*Exercise*. Can you rewrite these entries with "instance" replaced by "object" throughout and nothing else altered?

## Start Data shown

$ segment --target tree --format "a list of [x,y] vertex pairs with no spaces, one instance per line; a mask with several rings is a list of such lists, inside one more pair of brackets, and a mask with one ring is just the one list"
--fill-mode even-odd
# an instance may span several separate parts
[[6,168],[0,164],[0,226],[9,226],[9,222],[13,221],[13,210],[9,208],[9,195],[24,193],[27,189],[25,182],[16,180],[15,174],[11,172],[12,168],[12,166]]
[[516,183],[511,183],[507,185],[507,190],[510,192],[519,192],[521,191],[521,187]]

## End Data shown

*Solution*.
$ segment --target tree --format "a list of [x,y] vertex pairs with no spaces, one object per line; a mask with several rings is a list of such lists, inside one more pair of brackets, and a mask with one ring is just the one list"
--fill-mode even-odd
# an object may span several separate parts
[[6,168],[0,164],[0,226],[9,226],[9,222],[13,221],[13,210],[9,208],[9,195],[24,193],[27,189],[25,182],[16,180],[15,174],[11,172],[12,168],[12,166]]
[[516,183],[511,183],[507,185],[507,190],[510,192],[519,192],[521,191],[521,187]]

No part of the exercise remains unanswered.